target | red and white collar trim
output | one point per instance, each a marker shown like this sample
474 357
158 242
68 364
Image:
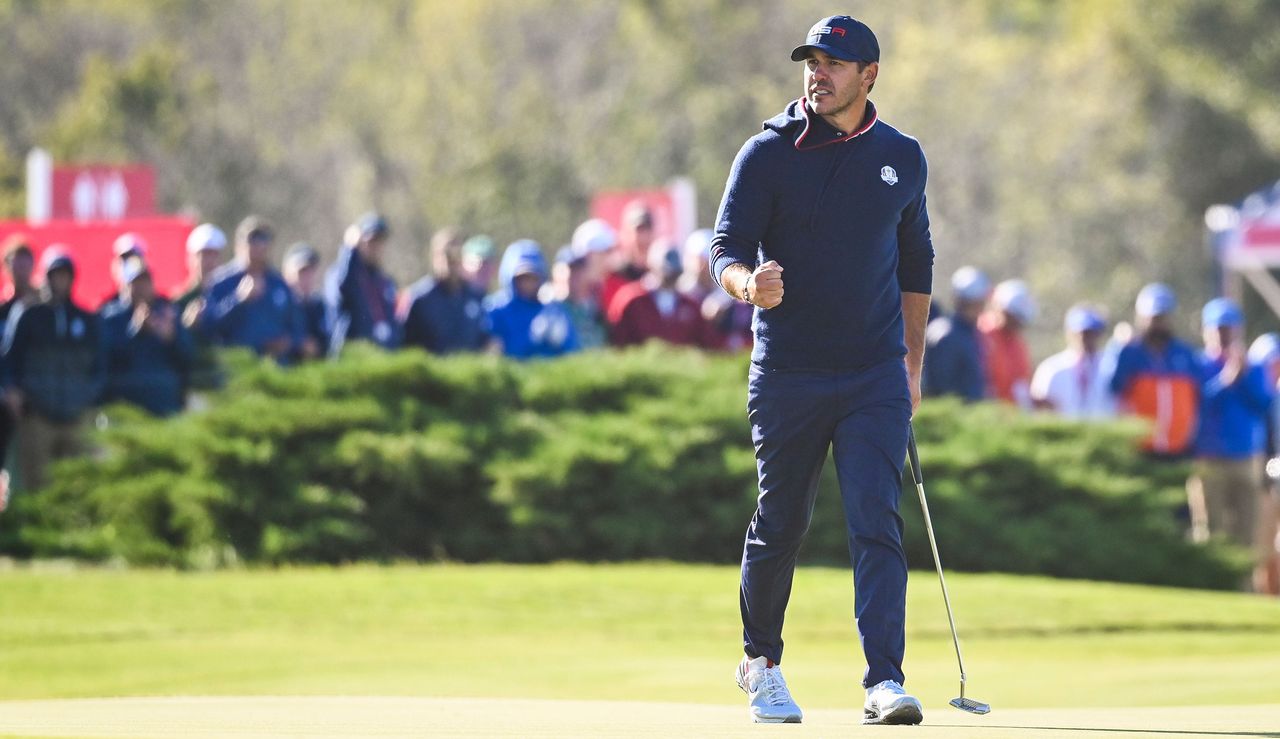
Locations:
809 126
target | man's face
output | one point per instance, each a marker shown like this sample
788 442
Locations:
205 261
257 249
60 283
447 261
141 290
833 86
371 249
21 269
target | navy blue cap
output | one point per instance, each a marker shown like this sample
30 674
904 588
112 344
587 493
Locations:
371 226
841 37
1221 311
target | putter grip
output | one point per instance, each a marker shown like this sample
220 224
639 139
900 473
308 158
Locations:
914 455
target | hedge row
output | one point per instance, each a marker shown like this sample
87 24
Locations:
597 456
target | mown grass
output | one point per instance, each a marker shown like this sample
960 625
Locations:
645 632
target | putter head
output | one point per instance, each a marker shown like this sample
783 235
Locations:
972 706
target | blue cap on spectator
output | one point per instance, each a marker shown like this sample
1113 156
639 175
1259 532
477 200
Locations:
1265 349
841 37
56 258
1221 311
1082 318
1156 299
371 226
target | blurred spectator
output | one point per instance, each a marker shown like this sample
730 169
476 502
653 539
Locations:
1005 354
361 296
479 263
652 308
444 313
301 268
127 245
1265 352
631 255
695 279
1156 375
522 327
19 264
1070 382
571 290
53 373
146 350
595 240
730 319
250 304
954 363
1225 489
206 245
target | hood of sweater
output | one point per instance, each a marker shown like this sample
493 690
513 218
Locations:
808 129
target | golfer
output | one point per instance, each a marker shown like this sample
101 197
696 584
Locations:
823 228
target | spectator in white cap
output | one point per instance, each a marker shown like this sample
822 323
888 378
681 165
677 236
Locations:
594 241
1225 492
1156 375
301 272
127 245
1265 352
1008 360
954 363
205 247
1070 382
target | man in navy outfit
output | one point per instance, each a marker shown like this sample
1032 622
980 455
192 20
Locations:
823 228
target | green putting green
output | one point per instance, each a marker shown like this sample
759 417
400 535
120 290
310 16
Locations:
635 633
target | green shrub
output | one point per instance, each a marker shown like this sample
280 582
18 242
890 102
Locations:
597 456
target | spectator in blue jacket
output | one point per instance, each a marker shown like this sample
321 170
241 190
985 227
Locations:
1225 488
954 360
250 304
522 325
146 349
1265 352
301 272
53 372
19 263
361 296
443 313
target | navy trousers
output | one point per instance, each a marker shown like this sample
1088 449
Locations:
862 418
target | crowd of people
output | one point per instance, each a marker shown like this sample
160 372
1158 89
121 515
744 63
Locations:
58 360
1216 406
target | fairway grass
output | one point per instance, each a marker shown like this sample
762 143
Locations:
656 633
447 717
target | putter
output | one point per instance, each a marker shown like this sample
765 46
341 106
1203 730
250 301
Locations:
961 702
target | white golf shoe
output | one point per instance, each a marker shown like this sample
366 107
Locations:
888 703
767 690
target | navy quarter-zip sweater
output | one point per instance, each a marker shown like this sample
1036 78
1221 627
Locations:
844 214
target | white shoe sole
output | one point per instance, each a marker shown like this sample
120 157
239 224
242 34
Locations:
906 714
790 719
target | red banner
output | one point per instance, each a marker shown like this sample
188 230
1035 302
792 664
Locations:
103 192
90 246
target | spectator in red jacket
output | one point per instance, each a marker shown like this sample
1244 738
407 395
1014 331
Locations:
652 308
1009 361
631 255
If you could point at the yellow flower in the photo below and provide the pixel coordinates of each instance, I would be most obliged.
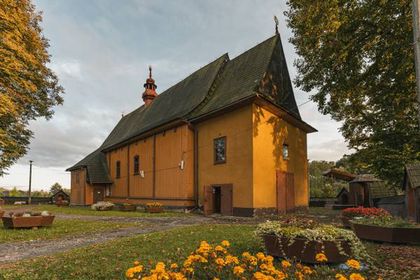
(174, 266)
(285, 264)
(321, 257)
(225, 243)
(299, 275)
(353, 264)
(260, 256)
(356, 276)
(339, 276)
(220, 262)
(238, 270)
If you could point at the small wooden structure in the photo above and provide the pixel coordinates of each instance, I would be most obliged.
(412, 191)
(365, 188)
(59, 197)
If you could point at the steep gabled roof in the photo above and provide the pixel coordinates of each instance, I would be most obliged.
(259, 72)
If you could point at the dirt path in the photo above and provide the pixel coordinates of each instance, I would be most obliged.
(11, 252)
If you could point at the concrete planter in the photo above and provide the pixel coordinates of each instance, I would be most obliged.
(304, 250)
(27, 222)
(127, 208)
(154, 209)
(387, 234)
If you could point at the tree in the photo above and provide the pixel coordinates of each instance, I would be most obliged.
(55, 188)
(28, 88)
(357, 59)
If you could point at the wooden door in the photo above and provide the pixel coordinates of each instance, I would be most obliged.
(98, 194)
(208, 200)
(226, 207)
(285, 192)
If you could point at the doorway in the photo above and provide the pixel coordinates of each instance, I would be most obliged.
(98, 194)
(218, 199)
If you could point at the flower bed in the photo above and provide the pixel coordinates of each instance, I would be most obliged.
(28, 220)
(216, 262)
(154, 207)
(301, 240)
(127, 207)
(387, 229)
(348, 214)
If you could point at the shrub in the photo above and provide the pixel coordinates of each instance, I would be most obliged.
(364, 212)
(312, 231)
(386, 221)
(215, 262)
(102, 206)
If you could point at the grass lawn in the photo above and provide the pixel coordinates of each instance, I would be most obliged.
(111, 259)
(79, 210)
(59, 229)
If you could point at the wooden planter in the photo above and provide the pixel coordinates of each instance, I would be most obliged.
(128, 207)
(27, 222)
(305, 251)
(154, 209)
(387, 234)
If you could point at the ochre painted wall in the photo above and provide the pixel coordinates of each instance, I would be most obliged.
(269, 134)
(171, 182)
(237, 127)
(81, 191)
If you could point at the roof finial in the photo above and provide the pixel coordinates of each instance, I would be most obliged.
(277, 24)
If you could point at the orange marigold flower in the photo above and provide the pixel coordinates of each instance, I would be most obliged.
(321, 257)
(353, 264)
(225, 243)
(285, 264)
(340, 276)
(356, 276)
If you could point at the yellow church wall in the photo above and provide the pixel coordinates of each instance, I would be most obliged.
(172, 147)
(142, 186)
(269, 134)
(237, 127)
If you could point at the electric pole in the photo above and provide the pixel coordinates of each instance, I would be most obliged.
(416, 33)
(30, 181)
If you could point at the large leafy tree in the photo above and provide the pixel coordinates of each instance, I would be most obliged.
(28, 88)
(356, 57)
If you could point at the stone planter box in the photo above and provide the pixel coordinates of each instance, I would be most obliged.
(127, 207)
(387, 234)
(305, 251)
(346, 221)
(27, 222)
(154, 209)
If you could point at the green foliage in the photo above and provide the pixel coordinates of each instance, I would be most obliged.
(28, 88)
(357, 58)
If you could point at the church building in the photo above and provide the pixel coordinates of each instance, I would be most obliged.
(228, 139)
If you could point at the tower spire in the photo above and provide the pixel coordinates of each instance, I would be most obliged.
(149, 89)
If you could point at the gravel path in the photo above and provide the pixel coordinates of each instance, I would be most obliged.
(11, 252)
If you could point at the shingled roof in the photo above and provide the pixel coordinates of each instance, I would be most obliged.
(259, 72)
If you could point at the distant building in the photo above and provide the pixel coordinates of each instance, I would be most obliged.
(228, 138)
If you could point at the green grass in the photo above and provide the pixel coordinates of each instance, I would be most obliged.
(111, 259)
(60, 228)
(79, 210)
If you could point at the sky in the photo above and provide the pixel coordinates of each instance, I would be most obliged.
(100, 51)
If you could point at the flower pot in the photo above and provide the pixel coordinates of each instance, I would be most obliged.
(127, 207)
(304, 251)
(346, 221)
(27, 222)
(387, 234)
(154, 209)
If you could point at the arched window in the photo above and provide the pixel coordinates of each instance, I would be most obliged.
(118, 169)
(136, 165)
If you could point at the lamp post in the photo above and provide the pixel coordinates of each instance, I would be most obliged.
(30, 181)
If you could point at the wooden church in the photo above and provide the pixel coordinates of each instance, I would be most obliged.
(228, 138)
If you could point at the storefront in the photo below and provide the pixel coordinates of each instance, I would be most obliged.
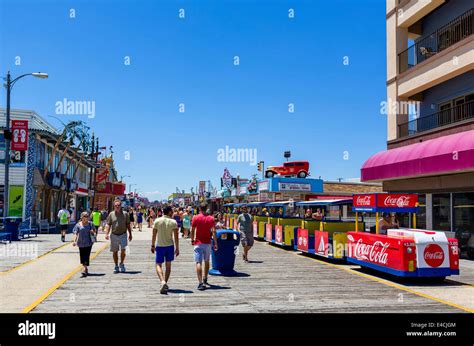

* * * * *

■ WORK INSTRUCTION ■
In the material, find each line with the word "navy" and list it.

■ OUTPUT OF THE TASK ■
target | navy blue cap
target | man in navy outfit
target | navy trousers
target | navy quarter-zip sweater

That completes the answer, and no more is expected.